**Actions to take:**
1. Reproduce word for word the part of the antenna description between "The planar metal" and "metal antenna 1.", inclusive.
2. In the listing, take the lines from the one containing "Where can you find the woman's hand" through the end of the listing, inclusive, and replace "white duvet" with "white comforter". Return only those lines, with everything else left unchanged.

**Source:**
----------
FIGS. 4 to 7 are cross-section views of alternative connections.

DESCRIPTION OF EMBODIMENTS

Embodiments of the invention will now be described, by way of example only, and with reference to the accompanying drawings.

In FIG. 1, the integrated antenna-receiver shown comprises a planar metal antenna 1 mounted on a supporting body 3, a substrate of semiconductor material, silicon. Insulation between the antenna metal and the semiconductor material is provided by a thin spacing layer 5 of dielectric material—thermally grown silicon dioxide. This prevents the formation of intermetallic compounds between the antenna and the semiconductor.

The planar metal antenna 1 comprises two orthogonal dipoles 7 and 9, each of which is defined by a pair of metal strip limbs—limbs 11, 13 and limbs 15, 17 respectively. One of the four limbs, limb 17, is divided along its length into two portions 17A and 17B. These portions 17A and 17B are isolated at low frequency, but at high frequency they are strongly coupled and behave together as a single limb. Corresponding to each limb there is a bias contact pad; contacts 21, 23 and 25 corresponding to limbs 11, 13 and 15; contacts 27A and 27B corresponding to the portions 17A and 17B of the divided limb 17. Each contact is spaced a distance three times the antenna width, width W as shown, from the end edge of each limb. Resistive connections 31, 33, 35, 37A and 37B are provided, one between each contact 21, 23, 25, 27A and 27B and the metal antenna 1.
----------
**Data provided:**
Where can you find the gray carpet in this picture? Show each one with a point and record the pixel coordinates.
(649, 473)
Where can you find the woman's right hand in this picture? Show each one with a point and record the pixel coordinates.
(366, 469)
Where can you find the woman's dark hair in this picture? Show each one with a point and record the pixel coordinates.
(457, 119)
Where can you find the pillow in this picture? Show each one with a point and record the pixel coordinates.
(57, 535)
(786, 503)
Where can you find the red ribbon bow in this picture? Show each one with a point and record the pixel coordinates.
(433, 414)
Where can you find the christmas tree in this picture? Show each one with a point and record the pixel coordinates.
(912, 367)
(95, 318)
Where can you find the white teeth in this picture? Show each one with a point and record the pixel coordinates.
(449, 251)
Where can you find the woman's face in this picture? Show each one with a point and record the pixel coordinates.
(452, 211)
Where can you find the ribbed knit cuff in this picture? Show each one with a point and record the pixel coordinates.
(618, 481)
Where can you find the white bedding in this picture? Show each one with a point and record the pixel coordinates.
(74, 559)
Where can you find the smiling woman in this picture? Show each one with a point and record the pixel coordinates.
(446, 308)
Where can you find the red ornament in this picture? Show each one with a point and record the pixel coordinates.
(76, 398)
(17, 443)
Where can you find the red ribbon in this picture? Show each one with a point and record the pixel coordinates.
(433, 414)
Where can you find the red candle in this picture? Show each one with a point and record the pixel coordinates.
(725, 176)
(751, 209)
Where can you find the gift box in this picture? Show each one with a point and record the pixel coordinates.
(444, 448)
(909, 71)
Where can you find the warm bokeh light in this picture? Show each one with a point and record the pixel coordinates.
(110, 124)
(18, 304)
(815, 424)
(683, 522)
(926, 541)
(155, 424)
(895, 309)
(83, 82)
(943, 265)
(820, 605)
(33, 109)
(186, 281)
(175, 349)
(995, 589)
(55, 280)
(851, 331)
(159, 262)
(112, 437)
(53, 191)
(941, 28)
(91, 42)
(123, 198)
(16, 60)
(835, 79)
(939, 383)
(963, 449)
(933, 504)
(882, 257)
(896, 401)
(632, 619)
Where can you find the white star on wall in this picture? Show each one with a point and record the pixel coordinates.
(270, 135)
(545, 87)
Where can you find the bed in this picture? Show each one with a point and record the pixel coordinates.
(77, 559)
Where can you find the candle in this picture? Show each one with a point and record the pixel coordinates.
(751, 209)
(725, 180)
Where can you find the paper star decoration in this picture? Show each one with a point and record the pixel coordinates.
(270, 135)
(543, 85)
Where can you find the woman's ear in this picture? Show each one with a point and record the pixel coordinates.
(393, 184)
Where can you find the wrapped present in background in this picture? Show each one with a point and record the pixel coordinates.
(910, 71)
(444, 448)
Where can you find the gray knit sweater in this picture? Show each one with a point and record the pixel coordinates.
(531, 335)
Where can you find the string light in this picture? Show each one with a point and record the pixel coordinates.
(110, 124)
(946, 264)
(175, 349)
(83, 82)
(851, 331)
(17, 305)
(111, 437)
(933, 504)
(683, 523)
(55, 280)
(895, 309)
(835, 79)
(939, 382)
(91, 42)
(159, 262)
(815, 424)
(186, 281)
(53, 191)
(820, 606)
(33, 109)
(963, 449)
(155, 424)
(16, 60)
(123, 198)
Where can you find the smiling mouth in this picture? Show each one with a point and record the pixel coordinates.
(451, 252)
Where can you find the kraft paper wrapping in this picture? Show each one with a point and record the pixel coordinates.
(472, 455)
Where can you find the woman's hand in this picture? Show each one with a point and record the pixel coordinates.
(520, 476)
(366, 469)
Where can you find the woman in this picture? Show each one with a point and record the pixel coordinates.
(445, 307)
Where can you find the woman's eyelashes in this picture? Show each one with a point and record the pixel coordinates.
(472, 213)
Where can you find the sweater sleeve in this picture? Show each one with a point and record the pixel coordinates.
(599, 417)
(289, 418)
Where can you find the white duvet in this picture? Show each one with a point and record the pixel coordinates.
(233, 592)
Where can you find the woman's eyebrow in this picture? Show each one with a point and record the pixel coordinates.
----------
**In response:**
1.
The planar metal antenna 1 comprises two orthogonal dipoles 7 and 9, each of which is defined by a pair of metal strip limbs—limbs 11, 13 and limbs 15, 17 respectively. One of the four limbs, limb 17, is divided along its length into two portions 17A and 17B. These portions 17A and 17B are isolated at low frequency, but at high frequency they are strongly coupled and behave together as a single limb. Corresponding to each limb there is a bias contact pad; contacts 21, 23 and 25 corresponding to limbs 11, 13 and 15; contacts 27A and 27B corresponding to the portions 17A and 17B of the divided limb 17. Each contact is spaced a distance three times the antenna width, width W as shown, from the end edge of each limb. Resistive connections 31, 33, 35, 37A and 37B are provided, one between each contact 21, 23, 25, 27A and 27B and the metal antenna 1.

2.
Where can you find the woman's hand in this picture? Show each one with a point and record the pixel coordinates.
(520, 476)
(366, 469)
Where can you find the woman in this picture? Show each one with a point and record the pixel coordinates.
(445, 307)
Where can you find the woman's eyelashes in this picture? Show each one with a point and record the pixel coordinates.
(472, 213)
Where can you find the sweater sleeve in this picture? Show each one with a point and record the pixel coordinates.
(599, 417)
(289, 418)
Where can you find the white comforter in this picture? Show each one with a point and record the pixel coordinates.
(233, 592)
Where can you find the woman's eyebrow in this picture? Show each one with a point and record the pixel coordinates.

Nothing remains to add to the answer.